Excerpts of pointing data:
______________________________
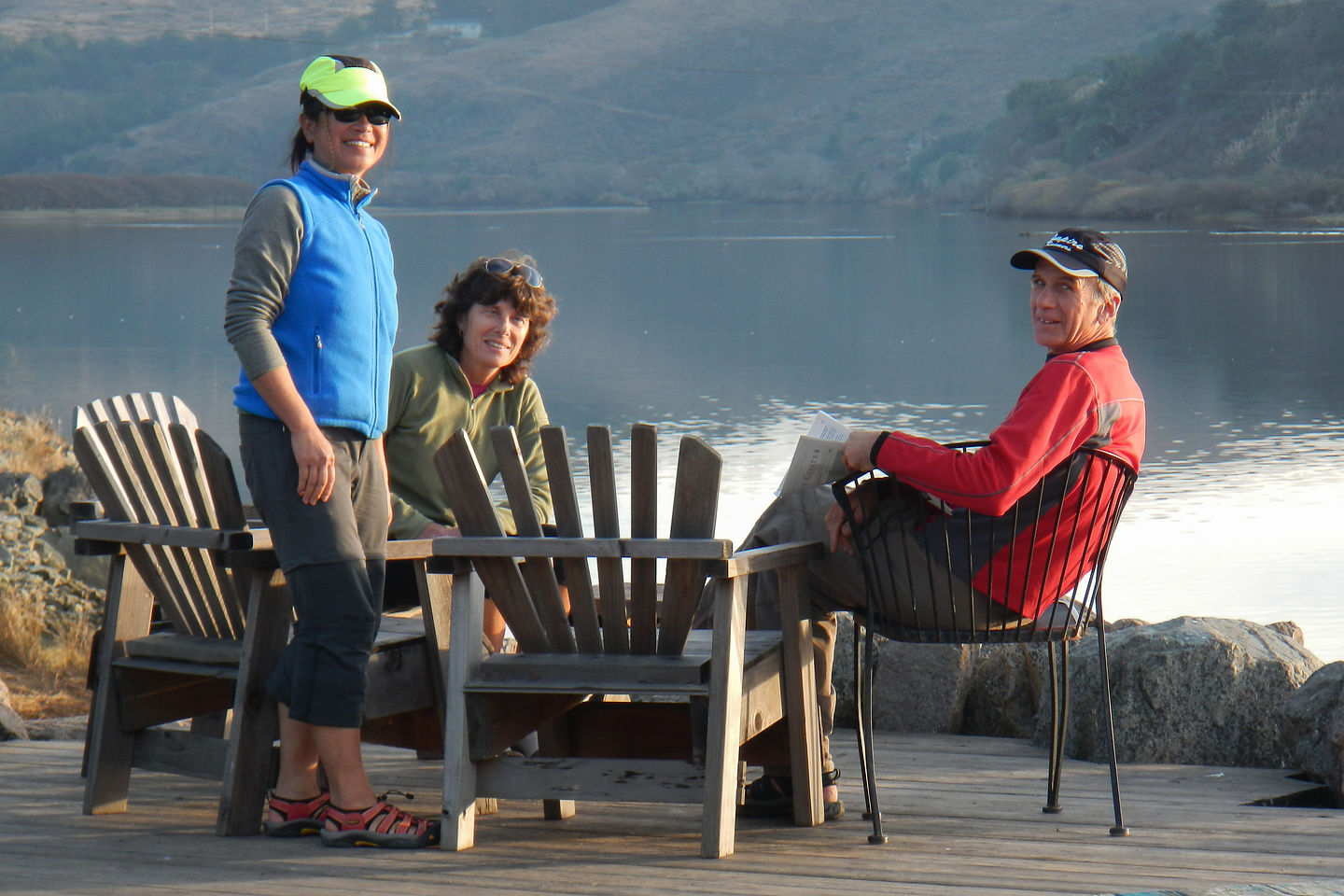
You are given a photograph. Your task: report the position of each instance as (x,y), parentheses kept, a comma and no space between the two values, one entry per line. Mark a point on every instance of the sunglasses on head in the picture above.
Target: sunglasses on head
(506,268)
(351,116)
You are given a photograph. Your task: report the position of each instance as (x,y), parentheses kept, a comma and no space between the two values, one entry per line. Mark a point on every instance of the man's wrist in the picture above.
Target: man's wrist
(876,446)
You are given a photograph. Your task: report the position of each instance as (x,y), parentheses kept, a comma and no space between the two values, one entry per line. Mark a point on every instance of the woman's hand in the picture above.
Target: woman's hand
(439,531)
(316,464)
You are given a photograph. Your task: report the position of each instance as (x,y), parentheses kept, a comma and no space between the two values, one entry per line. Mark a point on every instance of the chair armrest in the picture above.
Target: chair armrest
(769,558)
(565,547)
(101,532)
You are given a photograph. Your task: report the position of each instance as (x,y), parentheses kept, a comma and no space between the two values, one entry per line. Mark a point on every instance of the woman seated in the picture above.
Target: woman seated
(472,375)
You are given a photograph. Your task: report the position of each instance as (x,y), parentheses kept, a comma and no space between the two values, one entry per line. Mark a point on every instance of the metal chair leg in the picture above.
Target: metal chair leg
(1058,727)
(858,718)
(870,779)
(1118,831)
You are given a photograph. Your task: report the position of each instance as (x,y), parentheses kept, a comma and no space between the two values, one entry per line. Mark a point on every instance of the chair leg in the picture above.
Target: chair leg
(858,716)
(1058,712)
(718,829)
(1118,829)
(870,776)
(256,724)
(800,697)
(464,658)
(110,751)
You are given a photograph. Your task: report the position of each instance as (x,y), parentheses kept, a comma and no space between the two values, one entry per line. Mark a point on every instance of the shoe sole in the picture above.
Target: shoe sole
(784,809)
(379,841)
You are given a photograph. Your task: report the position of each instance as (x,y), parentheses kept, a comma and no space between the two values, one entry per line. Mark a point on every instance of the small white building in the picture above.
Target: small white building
(465,28)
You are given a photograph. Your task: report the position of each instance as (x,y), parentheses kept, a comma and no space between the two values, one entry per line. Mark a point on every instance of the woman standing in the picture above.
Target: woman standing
(312,315)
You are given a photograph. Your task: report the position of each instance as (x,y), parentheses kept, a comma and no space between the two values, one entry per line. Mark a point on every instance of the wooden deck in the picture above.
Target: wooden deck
(962,813)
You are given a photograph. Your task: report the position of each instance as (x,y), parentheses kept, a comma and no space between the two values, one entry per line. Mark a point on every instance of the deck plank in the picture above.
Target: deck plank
(962,816)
______________________________
## WHAT IS ASKED:
Each entry above is to be written out again unchanged, apart from the pictures, which are left out.

## IN RESPONSE:
You are given a photograph. Your task: report the position of each instance as (x,y), parentheses kept, a comma and no space between the two values, one entry per line. Mark a point on every instance of the sunglasses on head in the picture above.
Target: sunglasses on head
(506,268)
(351,116)
You are given a photograph. Your task: report the position of each instance as (x,y), parentheses kept, a comma and no space between the two values, one entry per line. Mark a point on every instance of the man's wrist in the picture above.
Target: man's wrist
(876,446)
You are given a photograph. Your task: report the position of each instance as (x,y), parentheses kept, a comma and no space between the two values, one entry per line. Mark a point on every instance of the woman's hand in the picture above.
Target: woman's hand
(439,531)
(316,464)
You are given a photograph. Your task: report the position of each instance as (x,y), parentheses kept, a comma and no space between the two values, one entry per line. Mark a point on every instance of the chair armrest in the picture above.
Target: chair armrest
(769,558)
(565,547)
(101,532)
You are given a photograph. Your task: report the position of each instance as (x,y), parentheses kept, a comma and no space between the two values, one entry per line. Mark a point on every instance of the woman seated in the picture above.
Target: woman seated
(472,375)
You are given a photograph. Your task: report the position of each instance as (x,y), parentheses kept, a comma and no space between the two values, one entry per line. Mark a point on every instance of the metal chair leg in the picture above.
Target: metal chair leg
(1058,727)
(858,718)
(870,779)
(1118,831)
You are given a photograph. Your task: report the position of each instance as (x,y), parentheses kept, a comma and no space between the two values, one entry per line. Mark a point on every instance of the chair leg in the picture above.
Target: chair leg
(858,716)
(1058,712)
(718,829)
(1118,829)
(870,776)
(256,724)
(800,697)
(464,658)
(110,751)
You are given a photograph. Your task: report the position of each instance as (x,y), parentheses kept, a comma and no space between the two values, one entry per line. Mark a point on every instance of the shoe sole in the picture above.
Target: shoe sole
(784,809)
(379,841)
You are given a photograph. Your task: report the position of each instance as (x,y), parentheses kept, a comma and no space between the two values, one entry per line. Mark a point on every instance of the small white building in the picture above.
Target: small white building
(465,28)
You are given a photograph. Your task: report the position of each instance as (x,y), parentheses kept, a comma and no space between the two values, one entry per line. Mark a point on every instance of the woman standing in the picture above.
Target: woman standing
(312,315)
You are given a photograph. Your task: report the position of each instance as (x,y), parentheses kept, a comma and no space between the two values, one entry per line. Mark a point on every instance of the wooden deck in the picture above.
Target: wooden deck
(962,813)
You are given a photograph. Your task: report the position of each instance as (x,y), parentheses kept, a comma and no space between the two values, one entry per line. Mark a point on every instance of the deck plank in the picture above.
Target: deck plank
(962,816)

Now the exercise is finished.